_What you have to do_
Return the full story about a first horse ride on Old Yeller word for word, with nothing changed.

_Page_
I should have known better and gone by my instincts but here I was prompted by my friends to ride a horse.
The cable guy...I mean stable guy, or whatever you call him, sized me up and said, "Have you ever been on a horse before?"
I shook my head nervously and wiped the sweat off my upper lip, "Umm, no sir!"
He paused and then drawled, "I'll give you Old Yeller."
That should have tipped me off right then that the man wanted to humiliate me. He nodded to a teenager who disappeared around the side of the horse pen.
My friends were already mounted on their beasts looking smug and confident.
I only had a few moments to collect myself and present some form of dignity I didn't possess.
"That's him," the old man pronounced tiredly.
Out came the most dilapidated creature I ever saw on four legs. It looked like it would collapse right then and there...a pale yellow but definitely not one of the horses of the apocalypse.
I was stirred by pity. "Are you sure he can take my weight?" I asked the stable man.
"No problem," he patted the horse's rump. "Old Yeller is the best horse to give beginners...he's real gentle."
After the man showed me how to mount and give commands, I was just happy to sit on it.
"Come on horse!" I ordered as my friends snickered.
Nothing happened.
"You have to kick the sides a little to get him going," one of them helpfully suggested.
I made a timid attempt and sure enough the horse started to move. That was the signal that my friends could take off and they left me in the dust.
My poor horse walked at the slowest pace imaginable and followed a trail under the shade of oak trees. What did I care that I was left behind? I had my imagination. I was Gandalf riding on Shadowfax swift as the wind. A refreshing breeze was blowing, the horse was behaving and I was feeling proud of myself.
All of a sudden I heard a loud sound coming from behind me: I'm ashamed to admit that I was too frightened to look, I just kicked the horse's side and yelled "giddy up!"

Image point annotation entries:
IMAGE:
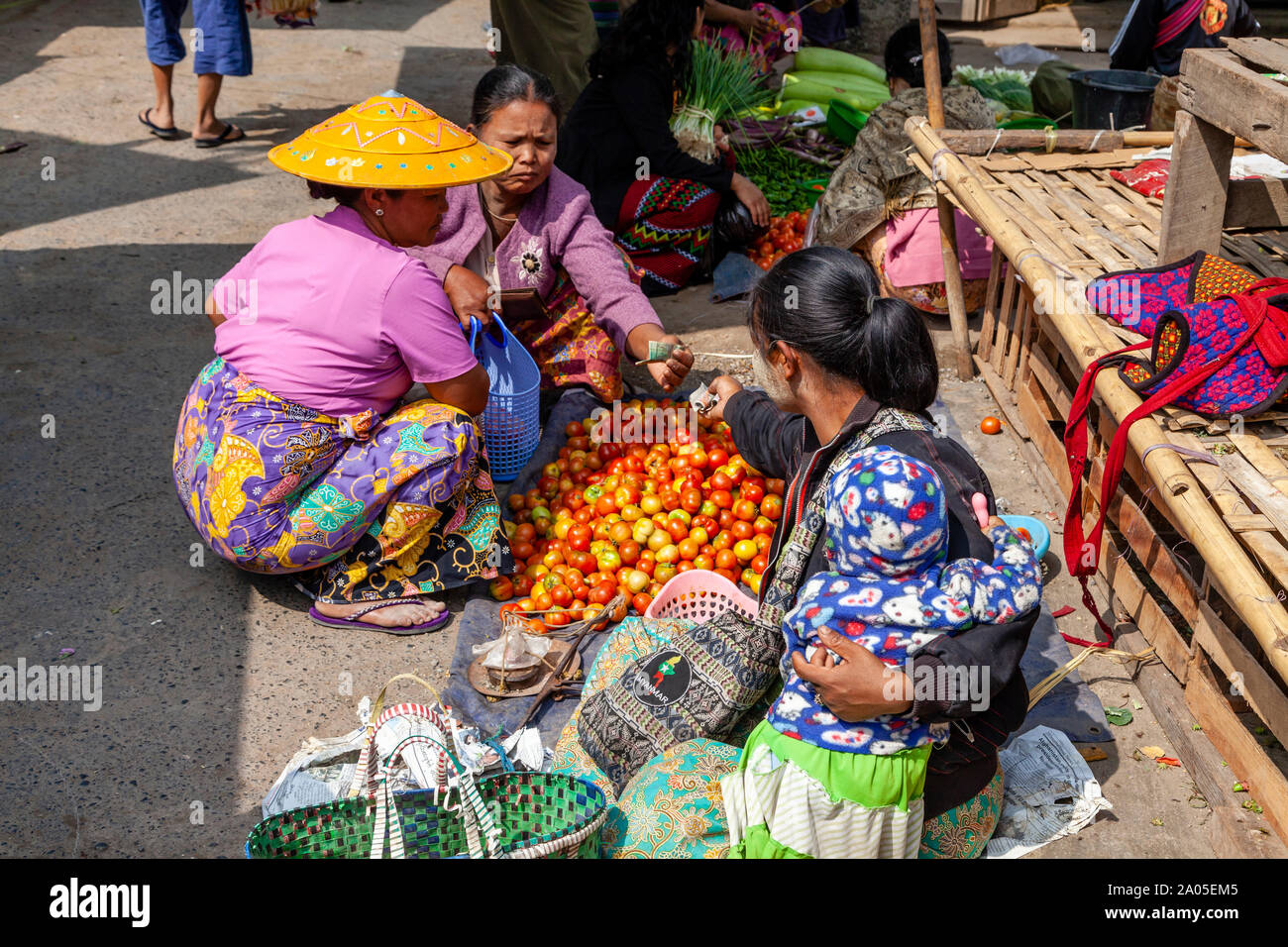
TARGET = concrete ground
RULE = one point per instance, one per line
(211, 678)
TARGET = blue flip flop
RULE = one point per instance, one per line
(168, 134)
(352, 620)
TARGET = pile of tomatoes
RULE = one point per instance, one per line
(785, 235)
(622, 518)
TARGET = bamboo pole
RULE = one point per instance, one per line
(983, 141)
(1061, 300)
(947, 226)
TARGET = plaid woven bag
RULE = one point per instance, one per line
(1220, 357)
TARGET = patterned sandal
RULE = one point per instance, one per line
(351, 620)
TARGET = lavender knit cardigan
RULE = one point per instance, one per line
(557, 226)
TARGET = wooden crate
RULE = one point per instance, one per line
(978, 11)
(1196, 554)
(1172, 603)
(1222, 94)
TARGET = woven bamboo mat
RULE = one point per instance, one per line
(1085, 223)
(1089, 223)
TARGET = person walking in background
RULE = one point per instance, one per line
(220, 47)
(554, 38)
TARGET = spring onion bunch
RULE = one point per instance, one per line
(719, 85)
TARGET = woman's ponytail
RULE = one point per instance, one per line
(827, 302)
(896, 357)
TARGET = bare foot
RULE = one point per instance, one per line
(391, 616)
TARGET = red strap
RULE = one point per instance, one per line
(1171, 26)
(1082, 554)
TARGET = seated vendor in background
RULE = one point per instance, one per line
(533, 228)
(658, 201)
(884, 209)
(1155, 33)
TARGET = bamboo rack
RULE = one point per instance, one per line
(1052, 232)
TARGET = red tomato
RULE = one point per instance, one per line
(772, 506)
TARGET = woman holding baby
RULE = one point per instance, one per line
(859, 755)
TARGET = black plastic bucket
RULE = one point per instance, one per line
(1112, 98)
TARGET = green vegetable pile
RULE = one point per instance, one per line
(719, 85)
(777, 172)
(1006, 90)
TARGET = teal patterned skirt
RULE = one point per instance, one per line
(674, 806)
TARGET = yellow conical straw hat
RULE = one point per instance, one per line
(389, 141)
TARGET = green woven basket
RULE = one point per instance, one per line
(540, 814)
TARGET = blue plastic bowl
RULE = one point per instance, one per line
(1035, 527)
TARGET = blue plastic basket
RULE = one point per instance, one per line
(511, 419)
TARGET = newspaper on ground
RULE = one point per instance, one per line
(321, 772)
(526, 749)
(1048, 793)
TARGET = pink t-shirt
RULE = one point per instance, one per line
(327, 315)
(913, 256)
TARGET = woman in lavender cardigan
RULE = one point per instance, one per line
(535, 230)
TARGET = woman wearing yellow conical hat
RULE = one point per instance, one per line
(291, 455)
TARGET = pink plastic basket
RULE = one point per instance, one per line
(699, 595)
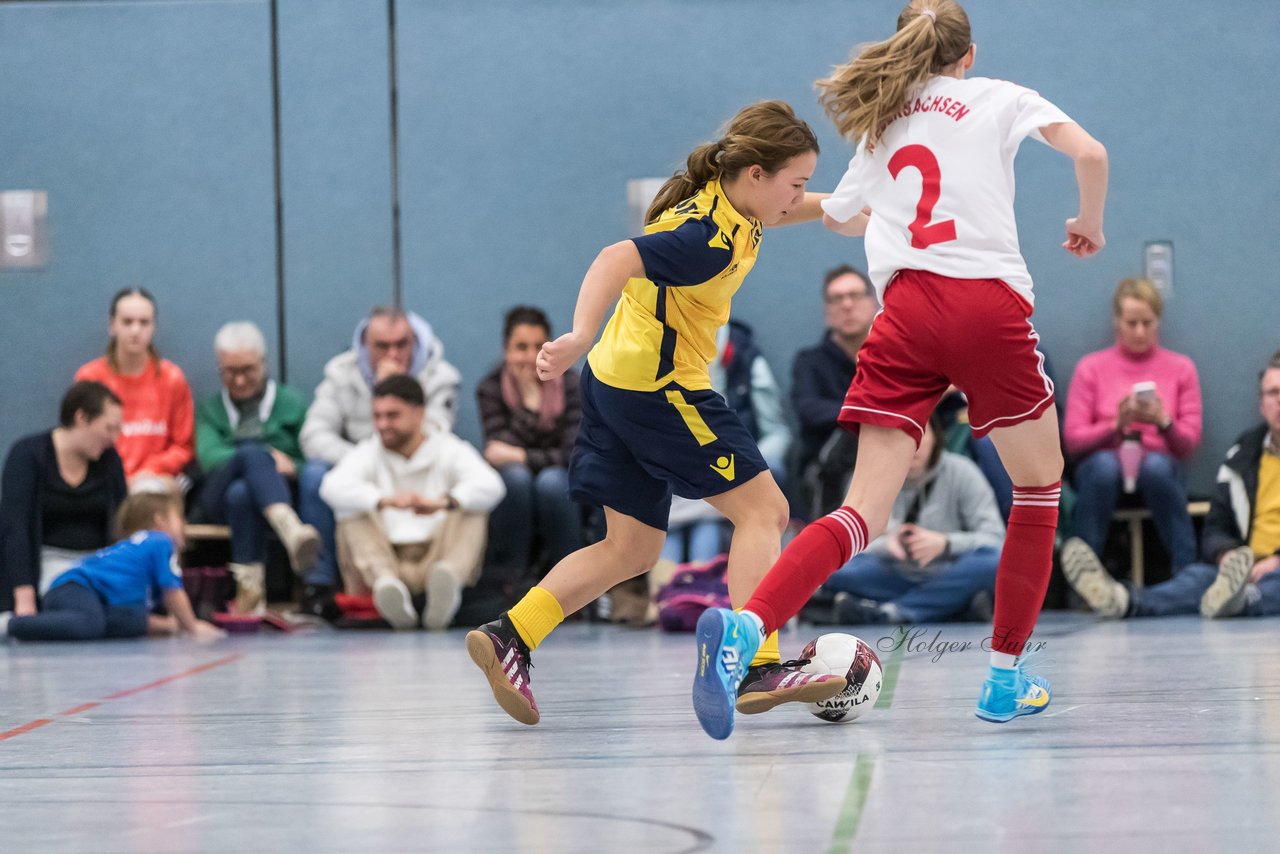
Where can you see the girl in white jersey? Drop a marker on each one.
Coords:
(931, 187)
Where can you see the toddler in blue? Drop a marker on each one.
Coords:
(112, 593)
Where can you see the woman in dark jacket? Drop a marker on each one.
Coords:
(59, 494)
(529, 432)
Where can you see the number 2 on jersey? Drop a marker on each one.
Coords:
(923, 232)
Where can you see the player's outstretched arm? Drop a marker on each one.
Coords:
(855, 227)
(1083, 231)
(602, 286)
(805, 211)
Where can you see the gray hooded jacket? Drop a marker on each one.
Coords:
(341, 415)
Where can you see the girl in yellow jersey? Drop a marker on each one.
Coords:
(652, 425)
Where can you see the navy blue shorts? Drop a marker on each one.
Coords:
(636, 448)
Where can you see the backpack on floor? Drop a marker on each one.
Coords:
(694, 588)
(209, 588)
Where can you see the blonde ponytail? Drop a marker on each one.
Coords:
(864, 95)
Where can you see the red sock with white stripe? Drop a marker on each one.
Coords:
(1024, 569)
(805, 563)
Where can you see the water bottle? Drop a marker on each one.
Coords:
(1130, 460)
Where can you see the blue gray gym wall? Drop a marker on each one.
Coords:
(517, 124)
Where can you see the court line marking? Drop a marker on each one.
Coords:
(128, 692)
(850, 816)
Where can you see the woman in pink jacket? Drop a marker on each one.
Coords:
(1111, 397)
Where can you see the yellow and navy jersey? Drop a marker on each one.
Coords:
(663, 329)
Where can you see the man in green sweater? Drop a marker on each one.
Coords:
(247, 446)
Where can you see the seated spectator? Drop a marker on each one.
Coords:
(155, 439)
(819, 379)
(248, 451)
(529, 429)
(743, 377)
(112, 592)
(938, 553)
(1102, 409)
(59, 494)
(385, 343)
(412, 506)
(1240, 538)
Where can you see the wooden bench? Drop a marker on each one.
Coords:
(206, 531)
(1134, 516)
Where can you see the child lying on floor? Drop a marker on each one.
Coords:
(110, 593)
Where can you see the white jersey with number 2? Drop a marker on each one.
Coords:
(940, 183)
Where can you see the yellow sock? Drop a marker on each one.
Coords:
(768, 652)
(536, 615)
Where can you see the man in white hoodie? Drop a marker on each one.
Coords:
(389, 341)
(412, 506)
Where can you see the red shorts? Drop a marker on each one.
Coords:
(935, 332)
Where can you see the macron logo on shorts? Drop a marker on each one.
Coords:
(723, 466)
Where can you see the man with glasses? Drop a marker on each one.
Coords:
(819, 380)
(385, 343)
(1240, 538)
(247, 443)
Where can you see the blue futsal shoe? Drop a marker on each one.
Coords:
(726, 645)
(1010, 692)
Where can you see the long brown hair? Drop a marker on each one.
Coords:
(864, 95)
(767, 133)
(112, 360)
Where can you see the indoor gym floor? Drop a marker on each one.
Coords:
(1164, 735)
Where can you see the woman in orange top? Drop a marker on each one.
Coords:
(156, 437)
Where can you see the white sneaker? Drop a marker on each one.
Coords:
(1087, 576)
(443, 597)
(250, 588)
(1225, 597)
(394, 603)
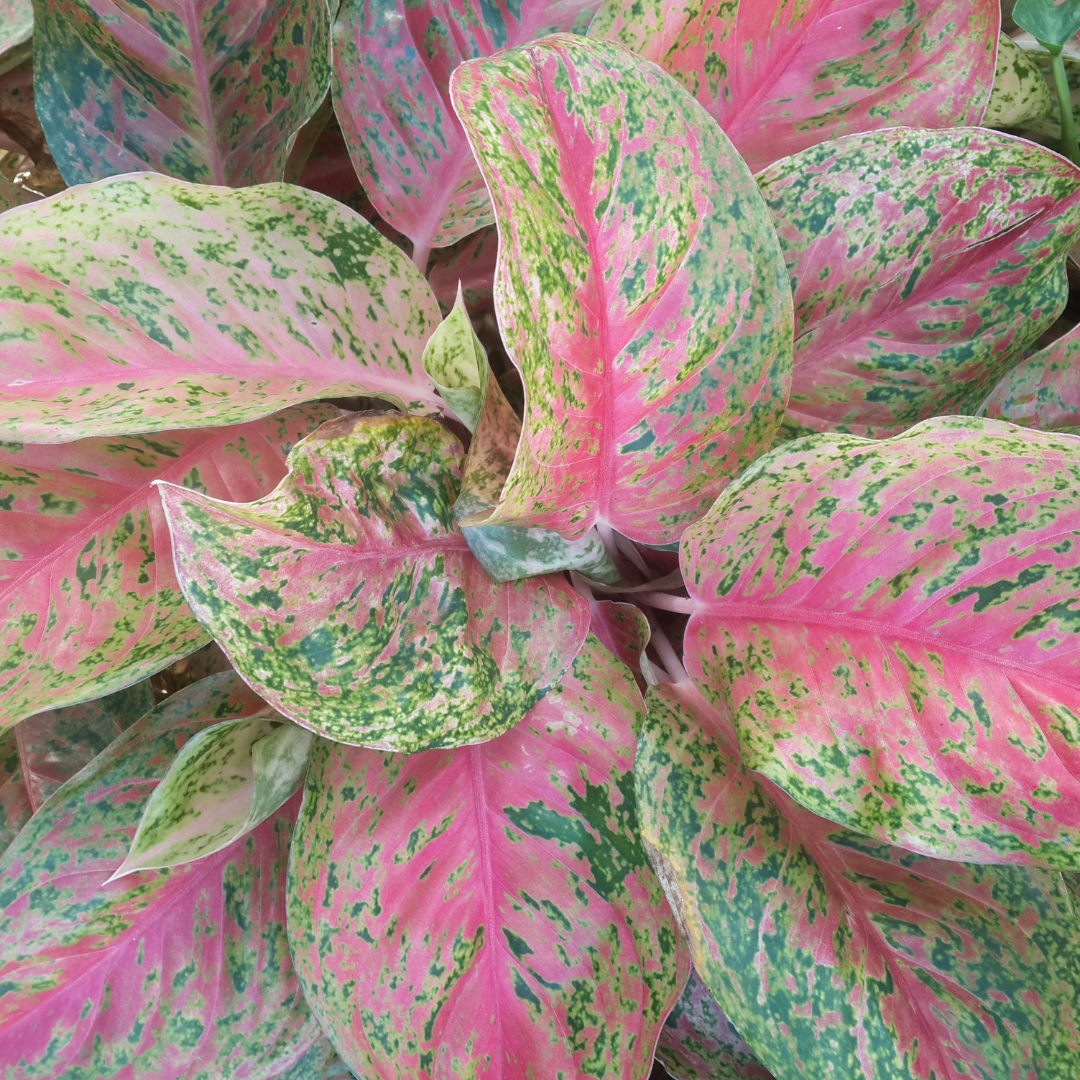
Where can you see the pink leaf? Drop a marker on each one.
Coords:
(1043, 392)
(922, 264)
(837, 956)
(639, 289)
(488, 912)
(392, 65)
(351, 602)
(206, 91)
(781, 77)
(894, 628)
(143, 304)
(169, 973)
(89, 599)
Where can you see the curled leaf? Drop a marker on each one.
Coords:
(922, 265)
(894, 629)
(488, 909)
(142, 302)
(781, 77)
(838, 956)
(174, 973)
(650, 321)
(225, 781)
(350, 601)
(89, 601)
(206, 92)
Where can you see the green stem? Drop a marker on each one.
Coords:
(1065, 107)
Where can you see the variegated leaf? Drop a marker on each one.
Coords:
(698, 1041)
(180, 973)
(470, 264)
(1042, 392)
(1021, 95)
(89, 601)
(512, 552)
(16, 32)
(205, 91)
(781, 77)
(488, 912)
(639, 289)
(349, 599)
(894, 629)
(54, 745)
(392, 65)
(456, 362)
(225, 781)
(15, 808)
(143, 302)
(922, 265)
(837, 956)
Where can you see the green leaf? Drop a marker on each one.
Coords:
(142, 302)
(226, 780)
(639, 288)
(894, 628)
(349, 599)
(1052, 22)
(837, 956)
(1021, 95)
(488, 909)
(206, 92)
(457, 364)
(922, 265)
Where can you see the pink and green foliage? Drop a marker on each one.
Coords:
(231, 306)
(54, 745)
(350, 601)
(172, 973)
(780, 77)
(206, 91)
(836, 955)
(922, 264)
(698, 1041)
(392, 65)
(488, 910)
(89, 598)
(894, 629)
(613, 191)
(1043, 392)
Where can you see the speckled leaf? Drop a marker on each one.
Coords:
(1043, 392)
(471, 265)
(16, 32)
(207, 91)
(143, 302)
(1021, 94)
(922, 265)
(54, 745)
(780, 77)
(180, 973)
(225, 781)
(15, 808)
(894, 628)
(837, 956)
(89, 601)
(1051, 22)
(392, 64)
(488, 912)
(457, 363)
(512, 552)
(698, 1041)
(639, 289)
(349, 599)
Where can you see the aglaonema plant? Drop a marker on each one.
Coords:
(598, 596)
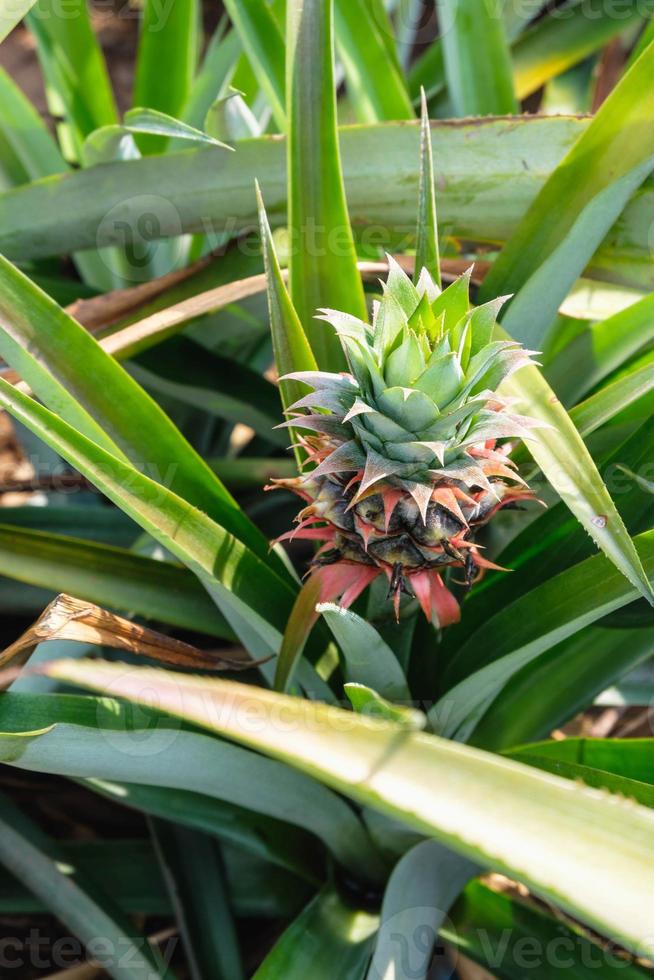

_Worked solution_
I should have known better and gone by my instincts but here I was prompted by my friends to ride a horse.
The cable guy...I mean stable guy, or whatever you call him, sized me up and said, "Have you ever been on a horse before?"
I shook my head nervously and wiped the sweat off my upper lip, "Umm, no sir!"
He paused and then drawled, "I'll give you Old Yeller."
That should have tipped me off right then that the man wanted to humiliate me. He nodded to a teenager who disappeared around the side of the horse pen.
My friends were already mounted on their beasts looking smug and confident.
I only had a few moments to collect myself and present some form of dignity I didn't possess.
"That's him," the old man pronounced tiredly.
Out came the most dilapidated creature I ever saw on four legs. It looked like it would collapse right then and there...a pale yellow but definitely not one of the horses of the apocalypse.
I was stirred by pity. "Are you sure he can take my weight?" I asked the stable man.
"No problem," he patted the horse's rump. "Old Yeller is the best horse to give beginners...he's real gentle."
After the man showed me how to mount and give commands, I was just happy to sit on it.
"Come on horse!" I ordered as my friends snickered.
Nothing happened.
"You have to kick the sides a little to get him going," one of them helpfully suggested.
I made a timid attempt and sure enough the horse started to move. That was the signal that my friends could take off and they left me in the dust.
My poor horse walked at the slowest pace imaginable and followed a trail under the shade of oak trees. What did I care that I was left behind? I had my imagination. I was Gandalf riding on Shadowfax swift as the wind. A refreshing breeze was blowing, the horse was behaving and I was feeling proud of myself.
All of a sudden I heard a loud sound coming from behind me: I'm ashamed to admit that I was too frightened to look, I just kicked the horse's side and yelled "giddy up!"